EXERCISE DATA: Begin

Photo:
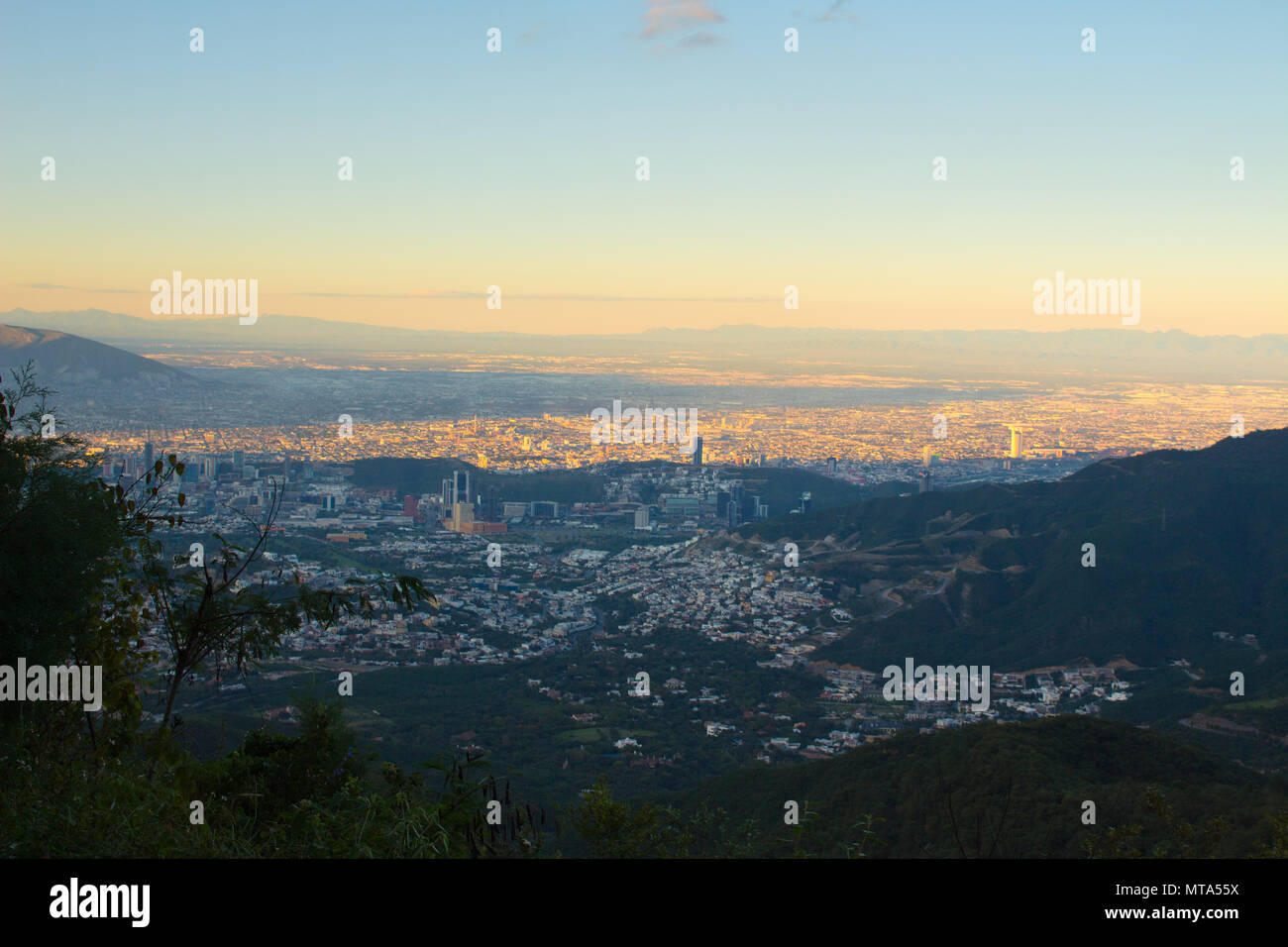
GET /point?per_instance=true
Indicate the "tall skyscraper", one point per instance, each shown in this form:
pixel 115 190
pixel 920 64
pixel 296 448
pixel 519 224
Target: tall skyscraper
pixel 1017 441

EXERCISE DATA: End

[TASK GOAL]: Copy out every line above, word for word, minus images.

[ANSWER FOR THE TASK]:
Photo:
GET /point?per_instance=true
Indicate the "tall skyscraper", one point per instance, each shown in this form:
pixel 115 190
pixel 920 64
pixel 296 448
pixel 519 224
Target: tall skyscraper
pixel 1017 441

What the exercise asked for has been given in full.